| Document passage |
START

Section 17(b) – A person must not be treated or punished in a cruel, inhuman or degrading way

  1. [176]
    Section 17 is modelled on art 7 of the ICCPR. Article 7 is set out in one sentence rather than the separate sub paragraphs of s 17. Much of the work done by the UNHRC has concerned the right not to be subject to torture.
  2. [177]
    In Certain Children (No 1), Garde J collected some of the authorities on what constitutes cruel, inhuman or degrading treatment:

[162] Treatment may be considered degrading if it humiliates or debases a person, causes fear, anguish or a sense of inferiority, or is capable of possibly breaking moral or physical resistance or driving a person to act against their will or conscience.[92] Degrading treatment involves more than the usual element of humiliation which follows from the very fact of being convicted and punished by a court.[93] Similarly, inhuman treatment must reach a minimum level of severity manifesting in bodily injury or intense physical or mental suffering.[94] The assessment of the minimum threshold is relative and depends on all the circumstances of the case, including the duration of the treatment, its physical or mental effects, and the sex, age and state of health of the alleged victim.[95]

  1. [178]
    One of the matters which arose in this case was the interaction of the rights referred to in s 17 and those in s 30. The distinction between those two sets of rights has been the subject of consideration in both New Zealand and Victoria.

END

Lift a stretch of the passage on section 17(b) word for word, beginning at the words "Section 17(b) –" and stopping after "subject to torture.". The data that comes next is not needed for anything here.

Excerpt from a dataset
START

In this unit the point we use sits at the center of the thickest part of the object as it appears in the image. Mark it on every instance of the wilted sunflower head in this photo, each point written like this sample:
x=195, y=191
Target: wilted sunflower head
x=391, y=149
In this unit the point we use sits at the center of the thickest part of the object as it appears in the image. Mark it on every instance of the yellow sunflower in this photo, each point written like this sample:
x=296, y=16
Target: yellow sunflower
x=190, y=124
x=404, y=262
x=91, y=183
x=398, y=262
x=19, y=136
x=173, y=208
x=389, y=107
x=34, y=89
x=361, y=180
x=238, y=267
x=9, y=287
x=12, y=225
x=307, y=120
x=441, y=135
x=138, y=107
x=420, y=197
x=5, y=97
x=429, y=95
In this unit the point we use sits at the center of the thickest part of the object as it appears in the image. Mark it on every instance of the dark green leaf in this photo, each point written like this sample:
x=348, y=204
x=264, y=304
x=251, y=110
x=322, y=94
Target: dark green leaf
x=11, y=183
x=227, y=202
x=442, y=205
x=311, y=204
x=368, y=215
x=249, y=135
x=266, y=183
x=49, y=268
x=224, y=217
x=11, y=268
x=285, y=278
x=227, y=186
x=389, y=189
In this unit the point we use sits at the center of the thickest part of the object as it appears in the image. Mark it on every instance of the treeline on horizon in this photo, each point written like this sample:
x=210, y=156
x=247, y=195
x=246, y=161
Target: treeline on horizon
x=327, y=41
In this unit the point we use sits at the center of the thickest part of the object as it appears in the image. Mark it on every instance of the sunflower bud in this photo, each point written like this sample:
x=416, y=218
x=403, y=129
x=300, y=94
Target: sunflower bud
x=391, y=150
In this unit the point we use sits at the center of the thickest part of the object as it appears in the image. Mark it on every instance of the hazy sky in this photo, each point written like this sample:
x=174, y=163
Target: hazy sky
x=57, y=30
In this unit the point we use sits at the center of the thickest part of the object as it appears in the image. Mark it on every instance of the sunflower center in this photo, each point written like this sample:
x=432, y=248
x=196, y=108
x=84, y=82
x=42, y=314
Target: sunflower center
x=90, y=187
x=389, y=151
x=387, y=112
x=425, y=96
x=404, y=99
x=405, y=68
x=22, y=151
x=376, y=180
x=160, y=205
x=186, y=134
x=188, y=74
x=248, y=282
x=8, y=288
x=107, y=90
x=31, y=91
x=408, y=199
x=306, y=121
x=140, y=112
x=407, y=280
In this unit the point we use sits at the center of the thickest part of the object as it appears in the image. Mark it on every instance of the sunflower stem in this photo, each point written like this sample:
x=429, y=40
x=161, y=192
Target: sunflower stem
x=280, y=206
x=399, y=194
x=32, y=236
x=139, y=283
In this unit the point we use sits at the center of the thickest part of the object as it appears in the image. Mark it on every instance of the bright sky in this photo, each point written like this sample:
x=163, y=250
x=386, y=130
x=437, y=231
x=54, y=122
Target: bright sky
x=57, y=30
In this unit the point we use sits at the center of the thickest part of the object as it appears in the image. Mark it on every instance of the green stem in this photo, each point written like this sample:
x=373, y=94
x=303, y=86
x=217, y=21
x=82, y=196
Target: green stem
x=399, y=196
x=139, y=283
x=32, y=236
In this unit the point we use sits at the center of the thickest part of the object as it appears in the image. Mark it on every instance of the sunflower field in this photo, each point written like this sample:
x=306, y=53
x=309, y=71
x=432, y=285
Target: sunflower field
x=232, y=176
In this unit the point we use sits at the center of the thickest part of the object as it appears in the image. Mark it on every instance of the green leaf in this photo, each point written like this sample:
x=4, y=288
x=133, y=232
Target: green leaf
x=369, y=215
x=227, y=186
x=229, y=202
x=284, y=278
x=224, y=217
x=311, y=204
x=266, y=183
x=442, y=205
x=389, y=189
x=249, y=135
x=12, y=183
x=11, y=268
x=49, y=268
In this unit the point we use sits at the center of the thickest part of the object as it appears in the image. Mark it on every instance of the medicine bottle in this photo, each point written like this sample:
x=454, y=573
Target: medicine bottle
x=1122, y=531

END

| Solution |
Section 17(b) – A person must not be treated or punished in a cruel, inhuman or degrading way

  1. [176]
    Section 17 is modelled on art 7 of the ICCPR. Article 7 is set out in one sentence rather than the separate sub paragraphs of s 17. Much of the work done by the UNHRC has concerned the right not to be subject to torture.